▶ [Goal of the exercise]:
A stretch of the entries below is to be set down exactly, running from the line with "Phrase: dark metal pole" through the line with "Phrase: grassy hill", both included, and no other line.

▶ [Supplied information]:
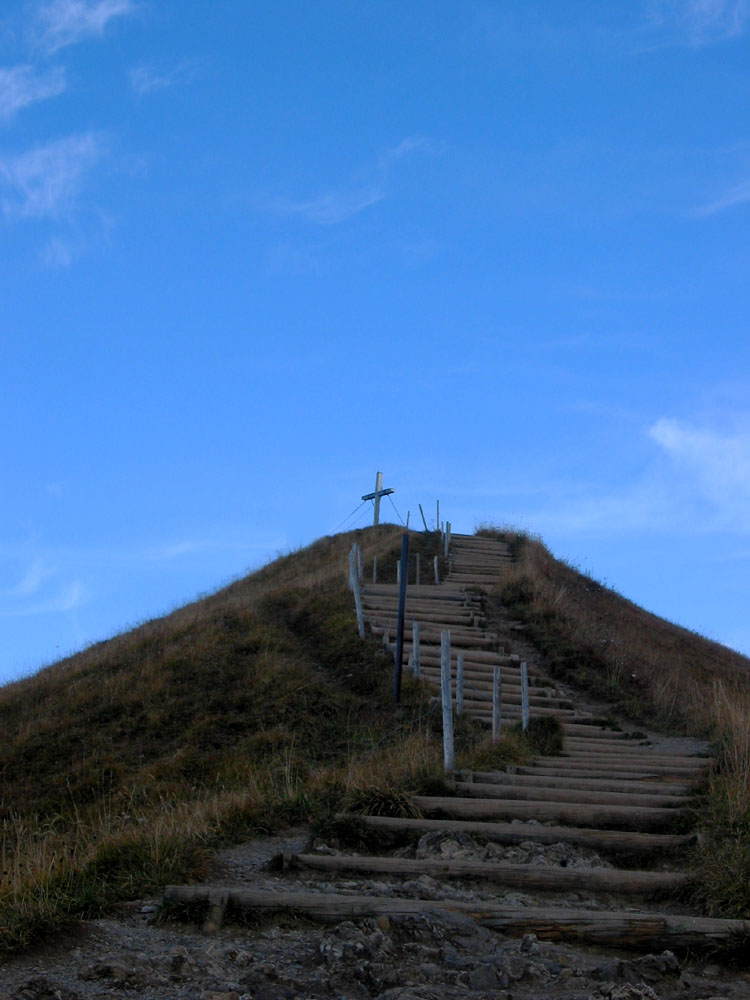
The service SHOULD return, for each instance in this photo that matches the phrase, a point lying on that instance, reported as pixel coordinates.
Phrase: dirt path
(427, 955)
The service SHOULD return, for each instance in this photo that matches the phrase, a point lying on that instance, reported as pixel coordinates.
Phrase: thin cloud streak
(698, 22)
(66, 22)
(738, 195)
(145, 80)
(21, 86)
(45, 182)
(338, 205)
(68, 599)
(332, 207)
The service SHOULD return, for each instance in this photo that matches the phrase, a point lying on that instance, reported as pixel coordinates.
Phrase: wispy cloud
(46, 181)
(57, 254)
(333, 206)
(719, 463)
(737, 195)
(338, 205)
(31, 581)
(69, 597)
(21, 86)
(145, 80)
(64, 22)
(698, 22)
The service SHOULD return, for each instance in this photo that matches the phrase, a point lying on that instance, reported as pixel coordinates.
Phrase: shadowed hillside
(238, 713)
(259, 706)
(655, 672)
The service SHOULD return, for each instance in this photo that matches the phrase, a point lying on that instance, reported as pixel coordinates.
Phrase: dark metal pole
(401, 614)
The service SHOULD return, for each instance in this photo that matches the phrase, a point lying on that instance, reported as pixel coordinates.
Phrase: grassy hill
* * *
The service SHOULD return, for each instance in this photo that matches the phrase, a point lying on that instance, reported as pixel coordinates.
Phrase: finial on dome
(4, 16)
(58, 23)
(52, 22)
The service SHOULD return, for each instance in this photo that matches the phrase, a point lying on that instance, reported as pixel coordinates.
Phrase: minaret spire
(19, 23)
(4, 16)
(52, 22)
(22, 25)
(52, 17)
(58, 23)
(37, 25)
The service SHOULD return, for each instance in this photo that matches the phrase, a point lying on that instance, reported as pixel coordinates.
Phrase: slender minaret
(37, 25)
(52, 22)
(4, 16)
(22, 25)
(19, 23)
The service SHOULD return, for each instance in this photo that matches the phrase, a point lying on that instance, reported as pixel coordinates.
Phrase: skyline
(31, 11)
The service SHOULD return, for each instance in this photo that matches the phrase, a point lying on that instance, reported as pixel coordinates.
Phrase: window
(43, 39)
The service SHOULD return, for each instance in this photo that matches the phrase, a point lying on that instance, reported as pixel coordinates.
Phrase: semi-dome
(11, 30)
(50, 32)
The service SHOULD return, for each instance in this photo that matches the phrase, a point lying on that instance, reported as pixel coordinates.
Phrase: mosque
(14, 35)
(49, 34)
---
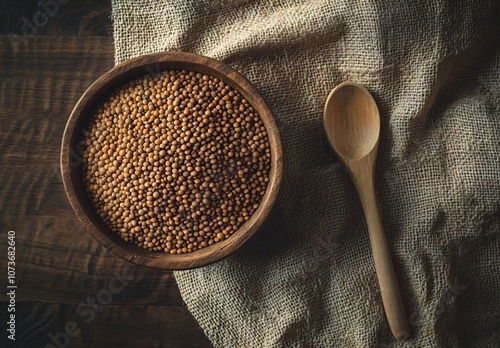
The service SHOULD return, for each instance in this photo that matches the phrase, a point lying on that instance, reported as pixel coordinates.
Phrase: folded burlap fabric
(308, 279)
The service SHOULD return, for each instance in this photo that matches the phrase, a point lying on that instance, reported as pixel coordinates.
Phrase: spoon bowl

▶ [Answer box]:
Phrase: dark metal pole
(401, 614)
The service SHOULD return, for each instance in this photo that matches the phrase, a point lying on that instance, reported as pixel coordinates.
Phrase: grassy hill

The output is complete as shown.